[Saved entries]
★ ★ ★

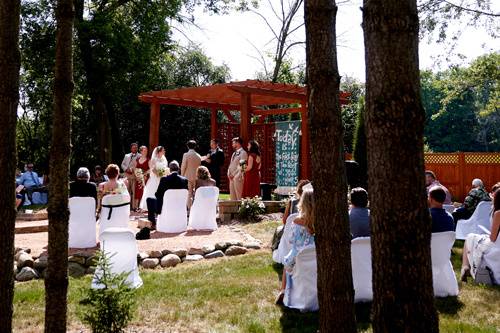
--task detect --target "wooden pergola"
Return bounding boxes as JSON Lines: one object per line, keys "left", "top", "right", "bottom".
{"left": 139, "top": 80, "right": 349, "bottom": 179}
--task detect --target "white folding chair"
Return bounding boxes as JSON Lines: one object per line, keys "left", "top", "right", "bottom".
{"left": 456, "top": 201, "right": 492, "bottom": 240}
{"left": 99, "top": 194, "right": 131, "bottom": 235}
{"left": 443, "top": 204, "right": 455, "bottom": 214}
{"left": 92, "top": 227, "right": 142, "bottom": 289}
{"left": 431, "top": 231, "right": 459, "bottom": 297}
{"left": 157, "top": 189, "right": 189, "bottom": 233}
{"left": 479, "top": 227, "right": 500, "bottom": 285}
{"left": 284, "top": 245, "right": 318, "bottom": 312}
{"left": 69, "top": 197, "right": 97, "bottom": 248}
{"left": 188, "top": 186, "right": 219, "bottom": 231}
{"left": 272, "top": 213, "right": 299, "bottom": 264}
{"left": 351, "top": 237, "right": 373, "bottom": 302}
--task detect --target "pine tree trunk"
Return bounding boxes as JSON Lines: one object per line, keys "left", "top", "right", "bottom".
{"left": 362, "top": 1, "right": 439, "bottom": 332}
{"left": 0, "top": 1, "right": 20, "bottom": 331}
{"left": 44, "top": 0, "right": 74, "bottom": 332}
{"left": 304, "top": 0, "right": 356, "bottom": 331}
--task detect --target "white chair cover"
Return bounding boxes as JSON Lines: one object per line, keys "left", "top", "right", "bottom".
{"left": 431, "top": 231, "right": 459, "bottom": 296}
{"left": 483, "top": 236, "right": 500, "bottom": 285}
{"left": 284, "top": 245, "right": 318, "bottom": 312}
{"left": 443, "top": 204, "right": 455, "bottom": 214}
{"left": 92, "top": 227, "right": 142, "bottom": 289}
{"left": 351, "top": 237, "right": 373, "bottom": 302}
{"left": 272, "top": 213, "right": 299, "bottom": 264}
{"left": 99, "top": 194, "right": 131, "bottom": 235}
{"left": 188, "top": 186, "right": 219, "bottom": 231}
{"left": 456, "top": 201, "right": 492, "bottom": 240}
{"left": 157, "top": 189, "right": 189, "bottom": 233}
{"left": 69, "top": 197, "right": 97, "bottom": 248}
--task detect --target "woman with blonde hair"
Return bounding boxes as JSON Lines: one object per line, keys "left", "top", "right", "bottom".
{"left": 195, "top": 165, "right": 217, "bottom": 190}
{"left": 276, "top": 189, "right": 315, "bottom": 305}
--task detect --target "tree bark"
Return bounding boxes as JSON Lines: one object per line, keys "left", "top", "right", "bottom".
{"left": 362, "top": 1, "right": 439, "bottom": 332}
{"left": 0, "top": 1, "right": 20, "bottom": 331}
{"left": 304, "top": 0, "right": 356, "bottom": 331}
{"left": 44, "top": 0, "right": 74, "bottom": 332}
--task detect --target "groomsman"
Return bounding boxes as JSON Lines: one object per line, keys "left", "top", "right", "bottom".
{"left": 181, "top": 140, "right": 202, "bottom": 208}
{"left": 227, "top": 137, "right": 247, "bottom": 200}
{"left": 204, "top": 139, "right": 225, "bottom": 187}
{"left": 121, "top": 142, "right": 141, "bottom": 210}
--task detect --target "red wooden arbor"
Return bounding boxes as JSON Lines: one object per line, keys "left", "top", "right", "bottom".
{"left": 139, "top": 80, "right": 349, "bottom": 183}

★ ★ ★

# Required work
Give the data again exactly, image-free.

# Expected answer
--task detect --target "wooden pergola"
Return bounding boxes as JSON Lines: one object per line, keys "left", "top", "right", "bottom".
{"left": 139, "top": 80, "right": 349, "bottom": 179}
--task detect --target "white folding chair"
Return bounding boxes as JSON Lines: one object per line, keys "left", "top", "right", "bottom".
{"left": 456, "top": 201, "right": 492, "bottom": 240}
{"left": 99, "top": 194, "right": 131, "bottom": 235}
{"left": 443, "top": 204, "right": 455, "bottom": 214}
{"left": 92, "top": 227, "right": 142, "bottom": 289}
{"left": 431, "top": 231, "right": 459, "bottom": 297}
{"left": 157, "top": 189, "right": 189, "bottom": 233}
{"left": 479, "top": 227, "right": 500, "bottom": 285}
{"left": 284, "top": 245, "right": 318, "bottom": 312}
{"left": 69, "top": 197, "right": 97, "bottom": 248}
{"left": 188, "top": 186, "right": 219, "bottom": 231}
{"left": 272, "top": 213, "right": 299, "bottom": 264}
{"left": 351, "top": 237, "right": 373, "bottom": 302}
--task detect --target "pine tree trunk"
Return bounding boxes as JSON Lines: one object per line, keys "left", "top", "right", "bottom".
{"left": 362, "top": 1, "right": 439, "bottom": 332}
{"left": 0, "top": 1, "right": 20, "bottom": 331}
{"left": 44, "top": 0, "right": 74, "bottom": 332}
{"left": 304, "top": 0, "right": 356, "bottom": 331}
--task detect --target "white chair cover"
Return bounding boxes as JSON Lines: one object per line, keys "left", "top", "right", "bottom".
{"left": 431, "top": 231, "right": 459, "bottom": 296}
{"left": 483, "top": 236, "right": 500, "bottom": 285}
{"left": 284, "top": 245, "right": 318, "bottom": 312}
{"left": 443, "top": 204, "right": 455, "bottom": 214}
{"left": 92, "top": 227, "right": 142, "bottom": 289}
{"left": 351, "top": 237, "right": 373, "bottom": 302}
{"left": 272, "top": 213, "right": 299, "bottom": 264}
{"left": 99, "top": 194, "right": 131, "bottom": 235}
{"left": 188, "top": 186, "right": 219, "bottom": 231}
{"left": 456, "top": 201, "right": 492, "bottom": 240}
{"left": 157, "top": 189, "right": 189, "bottom": 233}
{"left": 69, "top": 197, "right": 97, "bottom": 248}
--task detect --target "woman with blonde hair"
Return bounding boxes as JSON Lines: one object per line, keys "left", "top", "right", "bottom".
{"left": 195, "top": 165, "right": 217, "bottom": 190}
{"left": 276, "top": 189, "right": 315, "bottom": 305}
--task detect --target "tree bark"
Return bounding boxes as JSON Lines: one object per line, keys "left", "top", "right", "bottom".
{"left": 362, "top": 1, "right": 439, "bottom": 332}
{"left": 0, "top": 1, "right": 20, "bottom": 331}
{"left": 304, "top": 0, "right": 356, "bottom": 331}
{"left": 44, "top": 0, "right": 74, "bottom": 332}
--task detect --target "groomsman"
Return bounding boxes as JSON Lines: one object per line, keys "left", "top", "right", "bottom".
{"left": 181, "top": 140, "right": 202, "bottom": 208}
{"left": 227, "top": 137, "right": 247, "bottom": 200}
{"left": 204, "top": 139, "right": 225, "bottom": 187}
{"left": 121, "top": 142, "right": 141, "bottom": 210}
--task detect --target "red wooden arbor"
Return bounding boxes as JSON Lines: one object per line, keys "left", "top", "right", "bottom".
{"left": 139, "top": 80, "right": 349, "bottom": 183}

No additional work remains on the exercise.